___ AVAILABLE DATA

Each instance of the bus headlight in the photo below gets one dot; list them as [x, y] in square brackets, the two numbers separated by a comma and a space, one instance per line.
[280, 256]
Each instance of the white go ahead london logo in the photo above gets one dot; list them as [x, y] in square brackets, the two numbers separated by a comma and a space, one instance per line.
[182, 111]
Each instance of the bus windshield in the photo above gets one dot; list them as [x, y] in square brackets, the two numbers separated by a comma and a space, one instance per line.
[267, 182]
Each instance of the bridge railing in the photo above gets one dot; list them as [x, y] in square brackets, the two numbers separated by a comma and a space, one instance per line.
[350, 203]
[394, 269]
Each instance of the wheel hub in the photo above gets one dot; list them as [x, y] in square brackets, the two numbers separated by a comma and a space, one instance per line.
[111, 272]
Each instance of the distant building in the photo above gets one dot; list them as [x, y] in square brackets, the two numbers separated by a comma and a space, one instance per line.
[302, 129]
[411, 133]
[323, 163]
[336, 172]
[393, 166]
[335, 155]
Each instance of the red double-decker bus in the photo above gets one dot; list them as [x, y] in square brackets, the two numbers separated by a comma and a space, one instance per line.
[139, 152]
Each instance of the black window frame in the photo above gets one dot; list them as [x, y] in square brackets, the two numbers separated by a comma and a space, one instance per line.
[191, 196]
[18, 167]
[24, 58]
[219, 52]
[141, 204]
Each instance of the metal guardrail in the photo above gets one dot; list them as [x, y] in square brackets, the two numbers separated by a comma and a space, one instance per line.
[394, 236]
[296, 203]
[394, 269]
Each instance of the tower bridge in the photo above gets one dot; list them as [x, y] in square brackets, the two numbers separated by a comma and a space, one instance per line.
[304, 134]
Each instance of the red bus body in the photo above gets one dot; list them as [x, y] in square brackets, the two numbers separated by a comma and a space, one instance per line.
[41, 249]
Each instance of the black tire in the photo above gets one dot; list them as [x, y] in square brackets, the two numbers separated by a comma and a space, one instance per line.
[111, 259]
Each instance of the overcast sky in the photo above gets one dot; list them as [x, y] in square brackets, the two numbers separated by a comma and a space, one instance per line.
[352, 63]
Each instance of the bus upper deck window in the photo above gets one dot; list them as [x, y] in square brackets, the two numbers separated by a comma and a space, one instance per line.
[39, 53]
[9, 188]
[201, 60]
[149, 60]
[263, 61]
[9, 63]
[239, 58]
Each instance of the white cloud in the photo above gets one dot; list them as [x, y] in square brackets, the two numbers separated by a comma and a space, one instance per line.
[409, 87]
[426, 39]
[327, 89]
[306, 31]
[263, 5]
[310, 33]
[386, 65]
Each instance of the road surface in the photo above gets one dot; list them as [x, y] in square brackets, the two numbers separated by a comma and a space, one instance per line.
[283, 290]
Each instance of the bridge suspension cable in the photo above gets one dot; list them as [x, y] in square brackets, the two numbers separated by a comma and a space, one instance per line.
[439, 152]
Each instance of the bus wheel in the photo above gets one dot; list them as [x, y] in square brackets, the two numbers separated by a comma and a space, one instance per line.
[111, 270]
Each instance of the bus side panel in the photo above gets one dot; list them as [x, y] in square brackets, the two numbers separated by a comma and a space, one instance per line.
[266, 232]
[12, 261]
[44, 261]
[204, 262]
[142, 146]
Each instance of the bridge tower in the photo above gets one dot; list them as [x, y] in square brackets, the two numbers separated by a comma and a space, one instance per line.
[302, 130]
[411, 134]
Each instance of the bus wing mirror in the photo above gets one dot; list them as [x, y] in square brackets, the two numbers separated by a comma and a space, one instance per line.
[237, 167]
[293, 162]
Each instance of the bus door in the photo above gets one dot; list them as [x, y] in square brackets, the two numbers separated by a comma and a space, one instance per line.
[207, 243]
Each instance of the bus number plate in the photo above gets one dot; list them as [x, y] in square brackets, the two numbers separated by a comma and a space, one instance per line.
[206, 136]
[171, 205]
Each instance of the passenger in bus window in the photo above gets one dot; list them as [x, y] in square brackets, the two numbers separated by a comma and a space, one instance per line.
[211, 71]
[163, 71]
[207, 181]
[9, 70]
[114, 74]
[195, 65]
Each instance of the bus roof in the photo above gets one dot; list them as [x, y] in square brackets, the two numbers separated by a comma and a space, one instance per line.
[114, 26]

______
___ AVAILABLE DATA

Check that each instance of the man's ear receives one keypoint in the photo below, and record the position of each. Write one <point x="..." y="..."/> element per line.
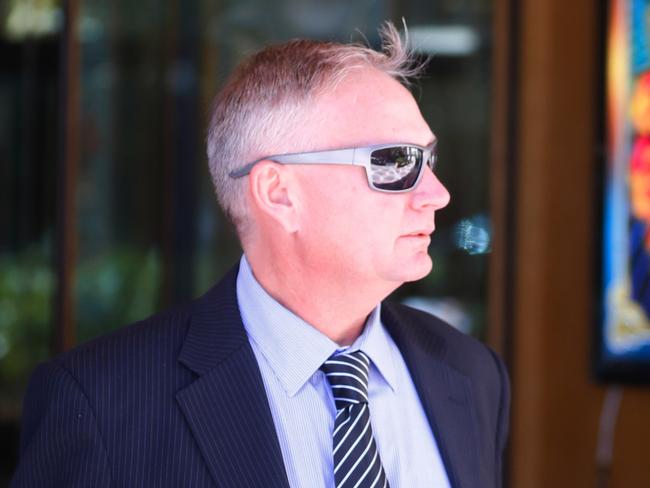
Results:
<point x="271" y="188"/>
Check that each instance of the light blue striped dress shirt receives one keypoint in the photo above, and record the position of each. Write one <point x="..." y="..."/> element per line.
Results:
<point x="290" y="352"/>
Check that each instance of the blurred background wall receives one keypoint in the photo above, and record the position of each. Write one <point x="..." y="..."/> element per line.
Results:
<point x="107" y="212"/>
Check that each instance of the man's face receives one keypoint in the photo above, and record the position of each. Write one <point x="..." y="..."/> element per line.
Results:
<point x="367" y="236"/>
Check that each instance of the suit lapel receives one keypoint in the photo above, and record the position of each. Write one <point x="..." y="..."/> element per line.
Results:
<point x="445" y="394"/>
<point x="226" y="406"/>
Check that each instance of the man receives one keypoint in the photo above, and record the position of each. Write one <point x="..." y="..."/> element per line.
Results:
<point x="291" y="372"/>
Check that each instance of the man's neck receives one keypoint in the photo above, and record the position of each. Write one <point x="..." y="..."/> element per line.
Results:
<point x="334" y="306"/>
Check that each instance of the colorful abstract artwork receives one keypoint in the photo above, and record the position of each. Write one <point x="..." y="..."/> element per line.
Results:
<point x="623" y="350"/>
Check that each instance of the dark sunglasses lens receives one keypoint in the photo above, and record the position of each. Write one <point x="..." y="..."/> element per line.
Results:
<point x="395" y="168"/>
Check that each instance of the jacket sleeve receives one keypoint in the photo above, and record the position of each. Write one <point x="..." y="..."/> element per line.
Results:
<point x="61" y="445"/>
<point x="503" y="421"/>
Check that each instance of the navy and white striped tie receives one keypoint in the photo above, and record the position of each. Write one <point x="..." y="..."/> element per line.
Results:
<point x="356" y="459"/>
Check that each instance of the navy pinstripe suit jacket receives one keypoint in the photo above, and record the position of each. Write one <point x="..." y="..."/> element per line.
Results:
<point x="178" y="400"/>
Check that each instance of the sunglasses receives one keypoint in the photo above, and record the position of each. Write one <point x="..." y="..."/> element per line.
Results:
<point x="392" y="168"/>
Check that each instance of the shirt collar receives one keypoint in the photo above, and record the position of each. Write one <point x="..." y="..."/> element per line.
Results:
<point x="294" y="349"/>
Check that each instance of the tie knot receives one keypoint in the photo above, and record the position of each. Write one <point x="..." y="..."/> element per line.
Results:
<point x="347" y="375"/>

______

- PROBLEM DETAILS -
For each line in the data above that contains the string "jacket", extract the line.

- ANSWER BELOW -
Check that each instance of the jacket sleeve receives one keypoint in the photo above, and record the position of each. Write one <point x="..." y="..."/> element per line.
Check that each instance of the navy pinstripe suit jacket receives one keypoint in the photo above, and record the position of each. Write one <point x="..." y="..."/> element per line.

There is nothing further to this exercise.